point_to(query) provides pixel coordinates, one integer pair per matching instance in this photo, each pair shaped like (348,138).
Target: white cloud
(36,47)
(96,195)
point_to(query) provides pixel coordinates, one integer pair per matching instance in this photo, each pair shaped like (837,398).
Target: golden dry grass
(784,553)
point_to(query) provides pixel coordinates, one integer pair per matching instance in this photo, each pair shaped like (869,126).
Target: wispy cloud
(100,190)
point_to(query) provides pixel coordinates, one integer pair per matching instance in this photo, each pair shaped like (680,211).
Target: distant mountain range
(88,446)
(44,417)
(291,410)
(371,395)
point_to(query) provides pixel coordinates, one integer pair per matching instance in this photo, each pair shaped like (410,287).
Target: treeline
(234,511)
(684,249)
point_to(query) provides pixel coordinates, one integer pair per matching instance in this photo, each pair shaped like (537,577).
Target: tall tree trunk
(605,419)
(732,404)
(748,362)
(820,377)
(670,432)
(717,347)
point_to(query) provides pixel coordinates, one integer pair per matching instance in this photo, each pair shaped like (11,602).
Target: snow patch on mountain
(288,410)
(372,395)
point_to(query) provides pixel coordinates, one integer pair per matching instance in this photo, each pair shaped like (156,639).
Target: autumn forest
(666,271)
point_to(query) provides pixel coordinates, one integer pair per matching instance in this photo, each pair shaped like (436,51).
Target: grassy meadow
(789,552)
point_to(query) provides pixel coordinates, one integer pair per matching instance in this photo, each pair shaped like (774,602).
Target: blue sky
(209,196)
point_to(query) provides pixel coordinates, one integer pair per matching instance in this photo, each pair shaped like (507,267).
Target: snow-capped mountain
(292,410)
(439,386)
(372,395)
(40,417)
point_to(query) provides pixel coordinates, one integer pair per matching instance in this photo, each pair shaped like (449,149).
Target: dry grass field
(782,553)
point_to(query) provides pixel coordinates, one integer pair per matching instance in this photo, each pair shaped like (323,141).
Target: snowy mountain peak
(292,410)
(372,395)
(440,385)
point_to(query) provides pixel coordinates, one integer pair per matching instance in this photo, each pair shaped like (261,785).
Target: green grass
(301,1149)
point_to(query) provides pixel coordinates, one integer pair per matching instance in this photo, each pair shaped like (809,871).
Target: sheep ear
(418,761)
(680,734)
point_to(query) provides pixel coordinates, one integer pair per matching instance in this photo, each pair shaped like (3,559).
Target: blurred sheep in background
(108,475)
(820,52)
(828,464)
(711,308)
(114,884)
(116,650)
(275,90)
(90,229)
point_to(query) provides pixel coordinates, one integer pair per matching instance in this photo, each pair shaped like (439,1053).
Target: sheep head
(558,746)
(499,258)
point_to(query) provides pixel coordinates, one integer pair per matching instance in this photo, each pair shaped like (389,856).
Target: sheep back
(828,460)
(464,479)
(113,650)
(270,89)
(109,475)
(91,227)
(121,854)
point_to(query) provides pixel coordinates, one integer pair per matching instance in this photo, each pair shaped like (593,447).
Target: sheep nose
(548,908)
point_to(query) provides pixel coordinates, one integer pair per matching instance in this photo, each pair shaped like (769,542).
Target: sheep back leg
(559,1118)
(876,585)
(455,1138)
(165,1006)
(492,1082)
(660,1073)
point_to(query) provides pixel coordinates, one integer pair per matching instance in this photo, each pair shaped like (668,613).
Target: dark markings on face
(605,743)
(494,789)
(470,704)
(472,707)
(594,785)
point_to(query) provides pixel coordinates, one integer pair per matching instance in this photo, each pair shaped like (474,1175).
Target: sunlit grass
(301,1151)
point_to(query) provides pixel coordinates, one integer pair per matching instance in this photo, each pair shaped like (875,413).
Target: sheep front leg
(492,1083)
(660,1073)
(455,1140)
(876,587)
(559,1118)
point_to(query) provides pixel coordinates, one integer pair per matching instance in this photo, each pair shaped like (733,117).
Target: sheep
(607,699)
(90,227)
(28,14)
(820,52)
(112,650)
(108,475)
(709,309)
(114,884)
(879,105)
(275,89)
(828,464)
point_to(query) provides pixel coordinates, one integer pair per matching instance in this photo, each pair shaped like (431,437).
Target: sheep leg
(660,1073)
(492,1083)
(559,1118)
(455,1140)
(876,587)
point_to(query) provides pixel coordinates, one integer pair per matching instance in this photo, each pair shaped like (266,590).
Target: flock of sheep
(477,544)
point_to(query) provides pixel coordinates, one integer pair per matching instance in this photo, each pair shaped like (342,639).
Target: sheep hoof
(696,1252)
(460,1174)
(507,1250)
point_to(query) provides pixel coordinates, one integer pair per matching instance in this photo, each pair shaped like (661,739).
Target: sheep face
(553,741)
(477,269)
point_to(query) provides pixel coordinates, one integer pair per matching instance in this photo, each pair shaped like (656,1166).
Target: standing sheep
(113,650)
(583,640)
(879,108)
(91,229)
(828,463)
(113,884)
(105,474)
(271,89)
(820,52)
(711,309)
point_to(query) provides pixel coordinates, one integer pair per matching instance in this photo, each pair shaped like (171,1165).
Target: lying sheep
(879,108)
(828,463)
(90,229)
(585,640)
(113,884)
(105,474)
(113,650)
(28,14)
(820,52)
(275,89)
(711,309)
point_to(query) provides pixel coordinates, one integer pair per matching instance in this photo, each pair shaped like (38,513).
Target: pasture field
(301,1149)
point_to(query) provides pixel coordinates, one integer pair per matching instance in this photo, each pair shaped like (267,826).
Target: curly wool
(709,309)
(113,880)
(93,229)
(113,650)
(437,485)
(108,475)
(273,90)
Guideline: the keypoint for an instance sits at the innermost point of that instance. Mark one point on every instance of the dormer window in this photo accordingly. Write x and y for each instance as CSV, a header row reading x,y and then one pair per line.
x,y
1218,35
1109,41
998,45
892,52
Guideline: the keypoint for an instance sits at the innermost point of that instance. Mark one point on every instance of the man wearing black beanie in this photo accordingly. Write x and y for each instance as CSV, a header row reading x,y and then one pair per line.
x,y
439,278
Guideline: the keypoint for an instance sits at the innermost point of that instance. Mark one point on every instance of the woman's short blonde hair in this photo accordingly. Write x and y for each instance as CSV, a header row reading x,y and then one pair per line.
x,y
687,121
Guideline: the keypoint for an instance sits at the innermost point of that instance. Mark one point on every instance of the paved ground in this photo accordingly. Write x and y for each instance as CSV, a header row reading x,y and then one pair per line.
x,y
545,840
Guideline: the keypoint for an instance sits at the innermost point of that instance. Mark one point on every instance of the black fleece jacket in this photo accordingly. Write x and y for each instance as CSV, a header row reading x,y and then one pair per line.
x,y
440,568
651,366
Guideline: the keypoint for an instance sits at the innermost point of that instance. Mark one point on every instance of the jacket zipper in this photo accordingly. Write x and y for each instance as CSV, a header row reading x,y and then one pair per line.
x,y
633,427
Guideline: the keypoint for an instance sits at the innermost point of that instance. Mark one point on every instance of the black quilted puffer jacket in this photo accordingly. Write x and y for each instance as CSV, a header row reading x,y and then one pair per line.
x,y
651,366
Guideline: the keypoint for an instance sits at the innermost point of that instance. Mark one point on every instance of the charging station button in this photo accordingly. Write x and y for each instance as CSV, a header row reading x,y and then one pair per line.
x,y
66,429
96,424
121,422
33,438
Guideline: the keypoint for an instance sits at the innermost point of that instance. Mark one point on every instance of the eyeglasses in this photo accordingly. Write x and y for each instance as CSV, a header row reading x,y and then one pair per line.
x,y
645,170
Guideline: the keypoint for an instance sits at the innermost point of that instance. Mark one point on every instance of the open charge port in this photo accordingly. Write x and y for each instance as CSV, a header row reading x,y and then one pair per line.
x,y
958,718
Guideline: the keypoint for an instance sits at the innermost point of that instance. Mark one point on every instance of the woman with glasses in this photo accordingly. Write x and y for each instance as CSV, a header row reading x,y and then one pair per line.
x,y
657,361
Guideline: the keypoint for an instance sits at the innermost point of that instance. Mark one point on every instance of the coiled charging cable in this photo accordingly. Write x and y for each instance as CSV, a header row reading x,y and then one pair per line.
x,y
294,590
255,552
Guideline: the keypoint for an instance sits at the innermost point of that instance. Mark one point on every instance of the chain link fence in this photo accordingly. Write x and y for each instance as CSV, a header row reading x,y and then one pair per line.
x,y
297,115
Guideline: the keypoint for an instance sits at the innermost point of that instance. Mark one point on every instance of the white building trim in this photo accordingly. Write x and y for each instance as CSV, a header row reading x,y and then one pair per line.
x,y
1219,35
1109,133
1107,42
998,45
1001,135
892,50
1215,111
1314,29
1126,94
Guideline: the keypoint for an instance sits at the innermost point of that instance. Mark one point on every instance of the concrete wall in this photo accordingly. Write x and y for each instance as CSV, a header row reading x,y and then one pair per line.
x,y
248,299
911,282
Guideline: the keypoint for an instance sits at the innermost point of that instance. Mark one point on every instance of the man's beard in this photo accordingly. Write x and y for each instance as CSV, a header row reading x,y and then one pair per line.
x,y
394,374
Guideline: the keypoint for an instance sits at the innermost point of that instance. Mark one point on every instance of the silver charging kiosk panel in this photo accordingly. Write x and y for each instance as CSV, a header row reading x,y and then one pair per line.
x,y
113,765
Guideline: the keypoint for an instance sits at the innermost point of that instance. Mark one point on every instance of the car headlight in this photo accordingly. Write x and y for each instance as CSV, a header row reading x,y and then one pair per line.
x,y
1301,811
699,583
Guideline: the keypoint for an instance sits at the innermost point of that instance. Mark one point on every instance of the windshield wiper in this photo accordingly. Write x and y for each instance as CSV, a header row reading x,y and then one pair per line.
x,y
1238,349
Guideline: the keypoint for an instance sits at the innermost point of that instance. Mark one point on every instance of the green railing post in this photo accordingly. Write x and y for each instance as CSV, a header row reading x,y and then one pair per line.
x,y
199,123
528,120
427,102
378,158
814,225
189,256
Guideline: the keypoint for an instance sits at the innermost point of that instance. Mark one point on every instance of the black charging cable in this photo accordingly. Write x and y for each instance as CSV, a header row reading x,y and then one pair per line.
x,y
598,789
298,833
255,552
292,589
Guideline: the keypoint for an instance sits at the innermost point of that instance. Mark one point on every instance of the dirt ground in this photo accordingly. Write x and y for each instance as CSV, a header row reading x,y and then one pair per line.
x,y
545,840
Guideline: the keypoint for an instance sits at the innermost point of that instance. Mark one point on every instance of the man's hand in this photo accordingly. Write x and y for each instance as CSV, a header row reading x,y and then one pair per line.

..........

* _WHAT IS NEEDED_
Write the lines out exactly, from the one with "of the silver" down to the last line of the listing, and leave out all others.

* _CORRECT RESPONSE_
Guideline: the keypoint for an instance sits at the innermost point of that instance. Mark one point on every instance of the silver charging kiosk panel in this photo accordingly. Write x and y for each instance as CSV, a header row reading x,y and then one pair per line.
x,y
113,765
Guideline: the keypoint for an instance sits at the innermost point of that instance. Mark one point on every instance of the car headlight in this photo accordingly. Write x and y for each instance as CSV, a header row reading x,y and then one pair per line.
x,y
1301,811
699,583
Guideline: the keypoint for an instance sits at the innermost point of that instance. Mark one point on every instance of the windshield wiper in this photo accordingly. Write x and y for each instance as CSV, a header row reading x,y and then one pair per line.
x,y
1238,349
Guideline: the keypoint for an instance sits at the innermost point of that instance. Mark one point on every instance of the green railing post in this photo accordingly. Write x and y for each instance as CSV, a header row reading x,y and then one pair per line.
x,y
199,123
528,120
427,102
378,158
814,225
189,256
Guideline: the keypoint for an instance sits at the innermost point of that instance. Mark one point on every instance of the black charging cable in this photo accordingly. Write x and y for each instance as CSV, a header row reading x,y and then one pair per line.
x,y
598,789
298,833
255,552
292,589
Guideline: the keypoint for an instance sits at the innermost point of that instance. Mark one point on every instance of the dirt ground in this photo accordingly. Write x and y for each instance as CSV, a header row reading x,y and then one pair per line.
x,y
545,840
Guideline: the keypoint for an instance sits at the innermost point of that instance. Mark one point on every instance of the man's hand in this photo accordingly. Write x and y for each instance as CSV, a header row reading x,y and then one pair per line.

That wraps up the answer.